start
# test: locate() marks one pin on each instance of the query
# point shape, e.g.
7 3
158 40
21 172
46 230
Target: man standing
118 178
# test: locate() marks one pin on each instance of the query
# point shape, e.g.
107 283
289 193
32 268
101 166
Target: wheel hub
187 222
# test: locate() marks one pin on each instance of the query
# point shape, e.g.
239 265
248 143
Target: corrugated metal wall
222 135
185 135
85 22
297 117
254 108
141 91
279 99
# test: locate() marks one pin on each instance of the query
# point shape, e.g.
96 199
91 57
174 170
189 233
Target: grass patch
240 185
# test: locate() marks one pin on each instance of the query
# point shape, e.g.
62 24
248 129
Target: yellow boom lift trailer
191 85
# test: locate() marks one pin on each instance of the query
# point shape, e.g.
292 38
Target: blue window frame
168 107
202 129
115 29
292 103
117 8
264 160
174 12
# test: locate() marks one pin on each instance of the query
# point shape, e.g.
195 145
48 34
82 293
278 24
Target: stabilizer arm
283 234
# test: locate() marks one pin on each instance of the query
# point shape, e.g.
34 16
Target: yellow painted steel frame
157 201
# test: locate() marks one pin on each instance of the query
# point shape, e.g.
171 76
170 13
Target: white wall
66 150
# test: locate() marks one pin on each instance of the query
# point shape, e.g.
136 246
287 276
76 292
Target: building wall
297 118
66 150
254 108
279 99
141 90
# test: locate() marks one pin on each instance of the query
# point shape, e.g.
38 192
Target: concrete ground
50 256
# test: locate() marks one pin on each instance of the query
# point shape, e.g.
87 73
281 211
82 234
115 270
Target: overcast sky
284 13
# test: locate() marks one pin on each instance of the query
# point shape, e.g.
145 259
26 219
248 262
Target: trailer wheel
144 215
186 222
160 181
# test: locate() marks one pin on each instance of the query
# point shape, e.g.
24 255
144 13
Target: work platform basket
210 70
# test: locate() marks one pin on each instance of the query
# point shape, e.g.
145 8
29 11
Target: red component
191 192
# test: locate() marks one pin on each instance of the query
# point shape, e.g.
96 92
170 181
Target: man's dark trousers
end
## Task to complete:
Find each line in the material above that contains the word "yellow" and copy those lines out in full.

## Task result:
Target: yellow boom lift trailer
Target: yellow painted steel frame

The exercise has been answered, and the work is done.